§ **CHALLENGE**
Produce an exact copy of the lines from the line containing "In this exercise you will find the rabbit's left" through the last line of the entries below, and only those lines.

::: INFORMATION SUPPLIED

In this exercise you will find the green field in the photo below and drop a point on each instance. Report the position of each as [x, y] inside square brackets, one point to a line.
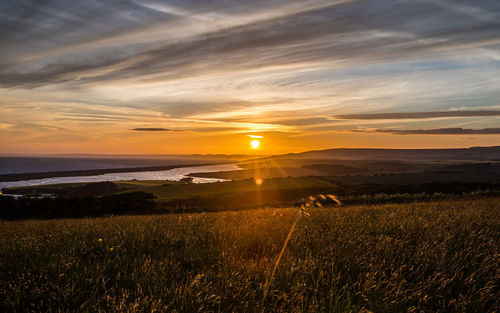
[431, 257]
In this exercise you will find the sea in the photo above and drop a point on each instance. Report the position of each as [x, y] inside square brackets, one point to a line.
[18, 165]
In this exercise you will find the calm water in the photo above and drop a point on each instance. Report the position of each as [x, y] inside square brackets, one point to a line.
[173, 174]
[35, 164]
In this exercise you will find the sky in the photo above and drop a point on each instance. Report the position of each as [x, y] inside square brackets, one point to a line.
[186, 76]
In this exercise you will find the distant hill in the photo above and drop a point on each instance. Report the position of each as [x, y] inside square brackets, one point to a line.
[474, 153]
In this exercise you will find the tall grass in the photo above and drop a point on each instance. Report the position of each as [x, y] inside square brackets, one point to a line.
[421, 257]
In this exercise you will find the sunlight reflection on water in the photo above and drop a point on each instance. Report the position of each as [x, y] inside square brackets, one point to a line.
[172, 174]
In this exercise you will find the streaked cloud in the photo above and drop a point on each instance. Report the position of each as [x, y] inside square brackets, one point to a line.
[152, 129]
[418, 115]
[230, 68]
[441, 131]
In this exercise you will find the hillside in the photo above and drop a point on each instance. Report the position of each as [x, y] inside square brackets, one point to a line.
[423, 257]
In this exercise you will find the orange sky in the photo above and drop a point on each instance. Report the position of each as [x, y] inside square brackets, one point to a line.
[199, 76]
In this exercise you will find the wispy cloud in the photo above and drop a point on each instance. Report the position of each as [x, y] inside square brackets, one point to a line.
[418, 115]
[153, 129]
[439, 131]
[220, 68]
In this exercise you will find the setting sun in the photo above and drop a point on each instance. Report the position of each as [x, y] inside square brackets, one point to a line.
[255, 144]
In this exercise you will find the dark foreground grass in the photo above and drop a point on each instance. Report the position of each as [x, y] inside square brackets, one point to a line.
[431, 257]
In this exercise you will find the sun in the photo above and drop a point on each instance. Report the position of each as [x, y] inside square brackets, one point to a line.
[255, 144]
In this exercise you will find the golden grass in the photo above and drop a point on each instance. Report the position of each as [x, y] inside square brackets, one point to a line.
[432, 257]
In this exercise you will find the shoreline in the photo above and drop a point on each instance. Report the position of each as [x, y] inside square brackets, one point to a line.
[79, 173]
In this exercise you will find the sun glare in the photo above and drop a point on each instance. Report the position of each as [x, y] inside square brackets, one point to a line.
[255, 144]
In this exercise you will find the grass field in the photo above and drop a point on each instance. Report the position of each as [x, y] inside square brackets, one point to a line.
[430, 257]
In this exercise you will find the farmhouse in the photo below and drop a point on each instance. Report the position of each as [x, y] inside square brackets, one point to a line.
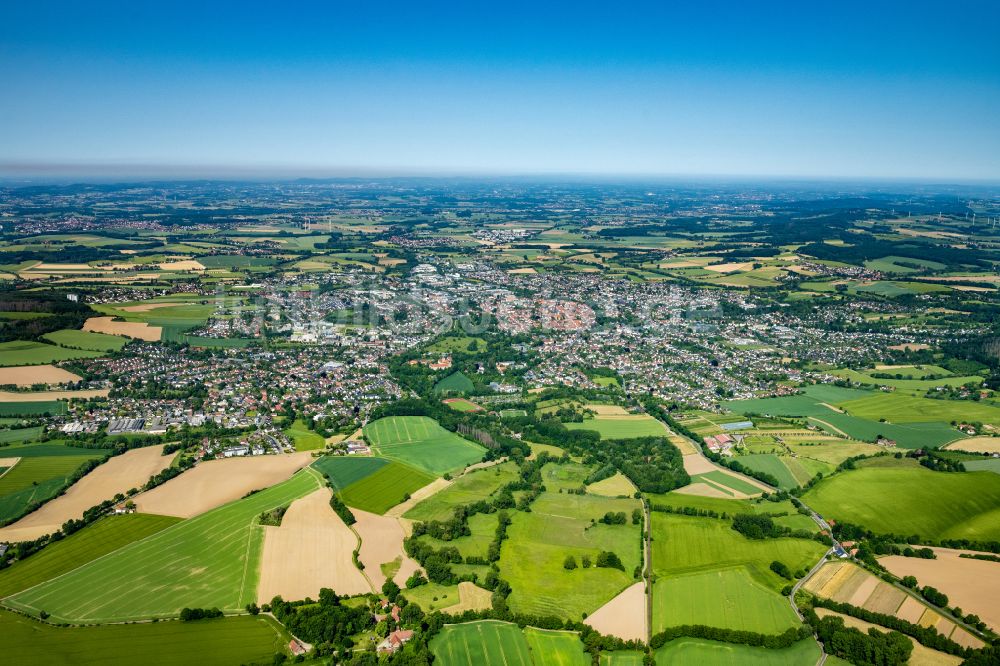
[394, 641]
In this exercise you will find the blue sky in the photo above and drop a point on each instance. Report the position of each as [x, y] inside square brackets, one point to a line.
[803, 89]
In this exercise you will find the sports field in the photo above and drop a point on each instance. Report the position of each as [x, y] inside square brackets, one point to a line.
[385, 487]
[86, 340]
[420, 442]
[621, 427]
[895, 500]
[222, 641]
[96, 540]
[465, 490]
[483, 642]
[211, 560]
[462, 405]
[22, 352]
[712, 653]
[342, 471]
[558, 525]
[303, 438]
[454, 383]
[728, 598]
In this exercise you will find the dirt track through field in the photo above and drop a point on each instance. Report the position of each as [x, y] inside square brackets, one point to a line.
[972, 585]
[141, 331]
[118, 475]
[382, 542]
[28, 375]
[624, 616]
[217, 482]
[921, 656]
[310, 550]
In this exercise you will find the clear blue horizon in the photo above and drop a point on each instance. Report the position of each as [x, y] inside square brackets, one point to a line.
[899, 90]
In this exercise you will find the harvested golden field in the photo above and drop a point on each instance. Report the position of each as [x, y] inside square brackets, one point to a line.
[976, 445]
[624, 616]
[972, 585]
[312, 549]
[921, 656]
[217, 482]
[28, 375]
[130, 329]
[118, 475]
[848, 583]
[471, 597]
[381, 543]
[36, 396]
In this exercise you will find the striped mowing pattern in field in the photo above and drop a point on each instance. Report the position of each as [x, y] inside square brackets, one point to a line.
[105, 536]
[484, 642]
[421, 442]
[211, 560]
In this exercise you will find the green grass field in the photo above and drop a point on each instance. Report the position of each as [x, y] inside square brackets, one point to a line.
[420, 442]
[897, 500]
[483, 642]
[211, 560]
[304, 438]
[86, 340]
[342, 471]
[54, 407]
[773, 465]
[222, 642]
[685, 544]
[900, 408]
[808, 403]
[454, 383]
[385, 487]
[463, 405]
[35, 479]
[483, 527]
[19, 434]
[96, 540]
[712, 653]
[728, 598]
[462, 344]
[611, 428]
[558, 525]
[909, 384]
[47, 449]
[464, 491]
[622, 658]
[729, 481]
[22, 352]
[559, 648]
[907, 435]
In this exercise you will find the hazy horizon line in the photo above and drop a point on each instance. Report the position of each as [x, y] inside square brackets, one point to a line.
[124, 172]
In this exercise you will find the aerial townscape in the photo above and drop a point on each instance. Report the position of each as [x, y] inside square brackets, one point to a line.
[500, 334]
[391, 421]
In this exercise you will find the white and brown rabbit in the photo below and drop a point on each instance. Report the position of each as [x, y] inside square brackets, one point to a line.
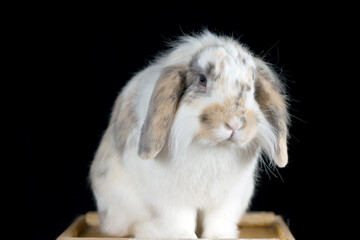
[184, 140]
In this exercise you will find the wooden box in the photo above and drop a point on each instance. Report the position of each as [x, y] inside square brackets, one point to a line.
[254, 225]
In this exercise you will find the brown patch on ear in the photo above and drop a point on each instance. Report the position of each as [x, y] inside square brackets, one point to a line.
[162, 107]
[268, 93]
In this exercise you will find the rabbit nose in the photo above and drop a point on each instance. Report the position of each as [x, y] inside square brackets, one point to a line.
[234, 124]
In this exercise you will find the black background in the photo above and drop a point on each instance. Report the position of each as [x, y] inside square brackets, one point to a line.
[75, 60]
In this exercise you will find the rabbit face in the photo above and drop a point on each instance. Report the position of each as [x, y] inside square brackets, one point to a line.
[221, 92]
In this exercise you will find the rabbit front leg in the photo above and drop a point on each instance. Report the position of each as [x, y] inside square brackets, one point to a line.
[168, 223]
[222, 221]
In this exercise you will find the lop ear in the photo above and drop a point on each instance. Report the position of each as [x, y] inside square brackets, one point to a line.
[162, 107]
[269, 93]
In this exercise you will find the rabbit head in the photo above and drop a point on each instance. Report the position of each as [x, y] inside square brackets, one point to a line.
[216, 94]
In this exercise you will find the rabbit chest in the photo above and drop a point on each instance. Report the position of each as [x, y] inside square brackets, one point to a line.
[199, 177]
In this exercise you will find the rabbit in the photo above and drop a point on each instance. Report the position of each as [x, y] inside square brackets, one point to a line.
[179, 156]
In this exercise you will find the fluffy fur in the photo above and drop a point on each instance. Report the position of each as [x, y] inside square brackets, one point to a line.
[201, 115]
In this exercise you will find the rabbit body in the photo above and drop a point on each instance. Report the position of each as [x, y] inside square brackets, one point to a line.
[188, 181]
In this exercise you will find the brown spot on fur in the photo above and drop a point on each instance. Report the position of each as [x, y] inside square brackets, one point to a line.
[161, 111]
[250, 125]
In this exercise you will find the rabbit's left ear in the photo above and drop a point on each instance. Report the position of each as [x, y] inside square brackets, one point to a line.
[269, 93]
[162, 108]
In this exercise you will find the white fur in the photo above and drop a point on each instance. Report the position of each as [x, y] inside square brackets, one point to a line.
[162, 197]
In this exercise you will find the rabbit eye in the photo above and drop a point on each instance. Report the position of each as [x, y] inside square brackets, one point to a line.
[202, 80]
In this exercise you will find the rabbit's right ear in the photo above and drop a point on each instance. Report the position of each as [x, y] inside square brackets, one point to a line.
[162, 108]
[270, 95]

::::::

§ **TASK SOLUTION**
In this exercise you will find the rabbit's left ear in the photo above and drop a point on each instance. Report the position of each as [x, y] inside square brackets, one point to a line.
[269, 93]
[162, 108]
In this exercise you will find the white fur in the photo above and drop a point on each instance. Report the position of each as [x, y] inside square brackets, one point to a line.
[162, 197]
In this exercise you will find the rabbit eye in the photo above and drop a point on each instance. Report the position of each as [x, y] inside square brackets, one point to a line.
[202, 80]
In this exercise you will find the rabbit's right ear in the photo above and drop a point on each instance. Report the position of each as [x, y] inside square brackets, one point to a line.
[162, 108]
[270, 95]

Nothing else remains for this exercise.